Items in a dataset
○ ○ ○ ○ ○
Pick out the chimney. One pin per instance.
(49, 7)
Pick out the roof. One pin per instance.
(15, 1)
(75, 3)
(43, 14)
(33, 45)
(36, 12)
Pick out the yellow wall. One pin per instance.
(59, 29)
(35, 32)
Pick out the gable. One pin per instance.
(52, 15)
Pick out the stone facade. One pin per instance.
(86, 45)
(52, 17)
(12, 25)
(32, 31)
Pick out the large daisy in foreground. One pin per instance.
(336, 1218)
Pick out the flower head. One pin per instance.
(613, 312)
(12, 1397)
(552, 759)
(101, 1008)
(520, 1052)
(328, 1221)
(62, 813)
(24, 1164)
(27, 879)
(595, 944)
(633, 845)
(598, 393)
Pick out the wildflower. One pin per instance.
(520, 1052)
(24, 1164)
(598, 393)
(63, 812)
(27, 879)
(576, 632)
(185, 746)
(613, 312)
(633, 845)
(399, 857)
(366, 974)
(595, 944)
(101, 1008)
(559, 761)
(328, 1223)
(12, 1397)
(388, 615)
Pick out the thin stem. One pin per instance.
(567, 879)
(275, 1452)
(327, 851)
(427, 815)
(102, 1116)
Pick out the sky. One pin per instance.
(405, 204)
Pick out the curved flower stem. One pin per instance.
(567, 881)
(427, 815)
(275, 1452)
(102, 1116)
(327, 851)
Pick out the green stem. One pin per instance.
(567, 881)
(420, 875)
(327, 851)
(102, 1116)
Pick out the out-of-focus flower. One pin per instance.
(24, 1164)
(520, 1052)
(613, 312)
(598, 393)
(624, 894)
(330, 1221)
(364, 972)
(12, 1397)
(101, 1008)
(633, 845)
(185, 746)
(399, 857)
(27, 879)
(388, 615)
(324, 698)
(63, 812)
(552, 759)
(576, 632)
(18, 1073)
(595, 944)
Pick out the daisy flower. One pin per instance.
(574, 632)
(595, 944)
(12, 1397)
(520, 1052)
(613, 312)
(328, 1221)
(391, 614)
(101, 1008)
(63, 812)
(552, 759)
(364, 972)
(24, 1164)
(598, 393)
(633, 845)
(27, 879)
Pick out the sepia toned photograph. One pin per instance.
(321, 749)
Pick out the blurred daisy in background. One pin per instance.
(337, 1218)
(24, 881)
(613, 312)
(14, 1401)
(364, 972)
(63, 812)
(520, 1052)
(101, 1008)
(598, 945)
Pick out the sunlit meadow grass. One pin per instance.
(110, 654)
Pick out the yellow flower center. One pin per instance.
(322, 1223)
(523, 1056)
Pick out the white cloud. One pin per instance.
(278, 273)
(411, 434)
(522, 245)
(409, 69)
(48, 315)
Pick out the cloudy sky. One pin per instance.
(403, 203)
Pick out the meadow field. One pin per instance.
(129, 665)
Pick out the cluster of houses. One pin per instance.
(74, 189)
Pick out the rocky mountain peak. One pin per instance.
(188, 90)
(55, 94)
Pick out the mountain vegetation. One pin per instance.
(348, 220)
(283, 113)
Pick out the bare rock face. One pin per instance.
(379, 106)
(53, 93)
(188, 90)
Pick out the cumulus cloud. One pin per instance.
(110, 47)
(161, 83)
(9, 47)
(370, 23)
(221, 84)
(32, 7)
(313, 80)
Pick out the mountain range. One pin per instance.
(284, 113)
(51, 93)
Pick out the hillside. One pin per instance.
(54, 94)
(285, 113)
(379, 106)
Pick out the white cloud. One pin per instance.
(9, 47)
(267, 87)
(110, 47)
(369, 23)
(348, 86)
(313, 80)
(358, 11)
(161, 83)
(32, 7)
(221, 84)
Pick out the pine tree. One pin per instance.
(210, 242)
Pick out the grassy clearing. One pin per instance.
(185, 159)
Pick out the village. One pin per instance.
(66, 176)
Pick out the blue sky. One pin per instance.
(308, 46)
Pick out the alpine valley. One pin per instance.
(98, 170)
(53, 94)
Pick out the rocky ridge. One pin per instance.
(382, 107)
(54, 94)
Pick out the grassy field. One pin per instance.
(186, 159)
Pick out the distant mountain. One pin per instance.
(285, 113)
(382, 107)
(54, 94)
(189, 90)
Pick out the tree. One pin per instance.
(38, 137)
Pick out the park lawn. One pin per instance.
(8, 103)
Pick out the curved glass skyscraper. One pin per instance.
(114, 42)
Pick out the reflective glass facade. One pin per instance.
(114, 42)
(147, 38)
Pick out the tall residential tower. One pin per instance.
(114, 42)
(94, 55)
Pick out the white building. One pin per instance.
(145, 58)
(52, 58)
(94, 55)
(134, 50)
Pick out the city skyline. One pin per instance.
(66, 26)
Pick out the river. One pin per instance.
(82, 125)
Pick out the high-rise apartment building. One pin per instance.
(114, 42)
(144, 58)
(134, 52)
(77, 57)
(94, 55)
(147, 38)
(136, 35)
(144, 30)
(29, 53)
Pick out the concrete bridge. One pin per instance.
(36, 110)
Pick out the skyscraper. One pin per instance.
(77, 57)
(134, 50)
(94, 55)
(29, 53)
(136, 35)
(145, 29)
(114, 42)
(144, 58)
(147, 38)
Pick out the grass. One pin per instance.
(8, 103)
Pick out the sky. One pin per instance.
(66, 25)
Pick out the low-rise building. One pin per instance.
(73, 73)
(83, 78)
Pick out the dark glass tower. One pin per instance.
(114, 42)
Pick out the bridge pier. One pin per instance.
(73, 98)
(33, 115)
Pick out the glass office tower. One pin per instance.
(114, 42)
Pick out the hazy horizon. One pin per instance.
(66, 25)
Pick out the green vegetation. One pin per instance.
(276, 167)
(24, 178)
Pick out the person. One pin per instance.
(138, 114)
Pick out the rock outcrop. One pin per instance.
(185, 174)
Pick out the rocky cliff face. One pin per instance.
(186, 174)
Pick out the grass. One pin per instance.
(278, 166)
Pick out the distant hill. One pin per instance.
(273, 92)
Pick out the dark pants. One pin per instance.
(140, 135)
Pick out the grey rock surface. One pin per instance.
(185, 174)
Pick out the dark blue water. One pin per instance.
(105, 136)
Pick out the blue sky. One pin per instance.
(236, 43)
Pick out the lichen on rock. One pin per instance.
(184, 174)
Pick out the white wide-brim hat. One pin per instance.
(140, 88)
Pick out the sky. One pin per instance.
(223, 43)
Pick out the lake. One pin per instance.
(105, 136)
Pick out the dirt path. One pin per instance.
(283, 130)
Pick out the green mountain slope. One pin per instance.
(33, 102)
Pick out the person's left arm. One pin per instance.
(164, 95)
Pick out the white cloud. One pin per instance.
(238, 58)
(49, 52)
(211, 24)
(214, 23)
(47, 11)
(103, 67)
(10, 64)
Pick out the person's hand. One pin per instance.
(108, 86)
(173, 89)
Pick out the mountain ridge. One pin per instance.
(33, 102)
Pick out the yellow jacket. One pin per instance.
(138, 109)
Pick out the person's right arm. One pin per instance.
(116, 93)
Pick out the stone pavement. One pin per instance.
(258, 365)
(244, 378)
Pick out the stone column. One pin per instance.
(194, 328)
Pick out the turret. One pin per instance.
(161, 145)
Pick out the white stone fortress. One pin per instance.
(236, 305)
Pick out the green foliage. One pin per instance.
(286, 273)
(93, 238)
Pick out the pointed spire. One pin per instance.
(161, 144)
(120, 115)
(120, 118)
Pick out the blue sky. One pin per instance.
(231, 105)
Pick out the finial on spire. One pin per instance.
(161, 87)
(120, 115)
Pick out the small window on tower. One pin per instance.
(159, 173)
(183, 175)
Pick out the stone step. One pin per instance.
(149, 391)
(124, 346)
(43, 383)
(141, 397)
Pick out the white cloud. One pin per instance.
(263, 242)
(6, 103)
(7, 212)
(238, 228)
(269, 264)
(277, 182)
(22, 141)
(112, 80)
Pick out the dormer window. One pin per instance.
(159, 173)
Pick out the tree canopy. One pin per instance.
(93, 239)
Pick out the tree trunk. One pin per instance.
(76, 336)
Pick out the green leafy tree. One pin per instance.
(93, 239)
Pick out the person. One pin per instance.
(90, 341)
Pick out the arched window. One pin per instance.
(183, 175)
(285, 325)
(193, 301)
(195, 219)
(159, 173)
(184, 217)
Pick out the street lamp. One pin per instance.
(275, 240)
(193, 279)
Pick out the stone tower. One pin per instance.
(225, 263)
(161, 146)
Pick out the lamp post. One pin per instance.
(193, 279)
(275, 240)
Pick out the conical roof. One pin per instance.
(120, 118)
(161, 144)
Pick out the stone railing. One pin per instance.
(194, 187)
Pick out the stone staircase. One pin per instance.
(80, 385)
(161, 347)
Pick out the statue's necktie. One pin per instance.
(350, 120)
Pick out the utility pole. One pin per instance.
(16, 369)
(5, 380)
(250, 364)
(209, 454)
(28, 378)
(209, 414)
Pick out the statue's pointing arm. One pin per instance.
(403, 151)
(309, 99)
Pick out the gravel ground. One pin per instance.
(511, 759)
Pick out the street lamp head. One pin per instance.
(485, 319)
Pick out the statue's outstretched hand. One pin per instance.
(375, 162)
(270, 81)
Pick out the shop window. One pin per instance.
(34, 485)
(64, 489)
○ ○ ○ ○ ○
# Required task
Change "shop window" to "store window" in everything from the line containing "Pick out the statue's outstretched" down to the end of the items, and write those lines out again with nothing else altered.

# Answer to the exercise
Pick out the statue's outstretched hand. One pin per instance.
(375, 162)
(270, 81)
Pick out the store window. One pin per instance.
(34, 485)
(64, 489)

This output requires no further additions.